Data entries:
-*-

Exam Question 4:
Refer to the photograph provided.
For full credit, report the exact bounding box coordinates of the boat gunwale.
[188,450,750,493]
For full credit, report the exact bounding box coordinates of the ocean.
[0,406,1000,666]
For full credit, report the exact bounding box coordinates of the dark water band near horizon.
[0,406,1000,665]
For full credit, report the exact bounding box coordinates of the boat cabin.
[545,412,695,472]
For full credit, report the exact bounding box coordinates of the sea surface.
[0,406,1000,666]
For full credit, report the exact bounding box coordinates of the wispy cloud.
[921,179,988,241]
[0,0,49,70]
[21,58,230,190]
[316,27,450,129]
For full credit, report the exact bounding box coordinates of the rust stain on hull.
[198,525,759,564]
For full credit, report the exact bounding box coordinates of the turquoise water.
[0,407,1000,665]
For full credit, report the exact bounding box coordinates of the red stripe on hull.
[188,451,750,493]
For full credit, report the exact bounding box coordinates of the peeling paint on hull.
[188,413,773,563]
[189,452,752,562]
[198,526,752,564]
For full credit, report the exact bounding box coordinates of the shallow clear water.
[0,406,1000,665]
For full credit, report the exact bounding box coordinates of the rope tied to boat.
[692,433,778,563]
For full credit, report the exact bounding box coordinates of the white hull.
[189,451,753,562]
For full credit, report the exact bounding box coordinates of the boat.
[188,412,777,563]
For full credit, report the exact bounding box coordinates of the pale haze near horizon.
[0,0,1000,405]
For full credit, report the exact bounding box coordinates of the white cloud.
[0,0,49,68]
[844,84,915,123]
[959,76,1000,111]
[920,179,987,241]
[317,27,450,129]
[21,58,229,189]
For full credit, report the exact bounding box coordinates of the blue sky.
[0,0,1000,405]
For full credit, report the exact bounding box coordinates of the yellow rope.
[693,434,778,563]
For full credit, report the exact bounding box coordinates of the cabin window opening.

-*-

▸ What is required: Rewrite every line of the listing above as a numbered list, skipping any blank lines.

▸ Reply:
1. Exam Question 4:
2. Refer to the photograph provided.
3. For full credit, report the exact bounding box coordinates of the boat gunwale.
4. [188,450,750,493]
5. For full credit, report the exact bounding box coordinates of the ocean.
6. [0,406,1000,666]
7. For full credit, report the exact bounding box coordinates of the dark water band near horizon.
8. [0,406,1000,665]
9. For full credit, report the exact bounding box coordinates of the boat cabin.
10. [545,412,695,472]
11. For full credit, report the exact bounding box coordinates of the sea surface.
12. [0,406,1000,666]
13. For full credit, report the exact bounding box coordinates of the wispy cloud.
14. [921,179,988,241]
15. [0,0,49,70]
16. [21,58,230,190]
17. [316,27,450,129]
18. For full credit, report the exact bounding box coordinates of the rust stain on hull.
19. [198,525,759,564]
20. For full credit, report the exact bounding box coordinates of the turquoise water.
21. [0,407,1000,665]
22. For full credit, report the exact bounding box coordinates of the red stripe on hull.
23. [188,451,750,493]
24. For full credit, report the exact bounding box coordinates of the peeling paint on hull.
25. [188,413,773,563]
26. [189,452,752,562]
27. [198,526,752,564]
28. For full credit, report the exact bounding box coordinates of the shallow clear water.
29. [0,406,1000,665]
30. For full credit, report the exact bounding box coordinates of the rope tied to boat.
31. [692,433,778,563]
32. For full credit, report the exact bounding box coordinates of the white hull.
33. [189,451,753,562]
34. For full credit, report the exact bounding box coordinates of the boat.
35. [188,412,777,563]
36. For full credit, report the exact bounding box coordinates of the pale haze near horizon.
37. [0,0,1000,405]
38. For full credit, report the exact bounding box coordinates of the white cloud.
39. [0,0,49,68]
40. [844,84,915,123]
41. [959,76,1000,111]
42. [920,179,987,241]
43. [317,27,450,129]
44. [21,58,229,189]
45. For full credit, report the exact bounding box coordinates of the blue sky.
46. [0,0,1000,405]
47. For full credit, report the exact bounding box coordinates of the yellow rope.
48. [693,434,778,563]
49. For full credit, report the exact bounding box coordinates of the cabin window opening.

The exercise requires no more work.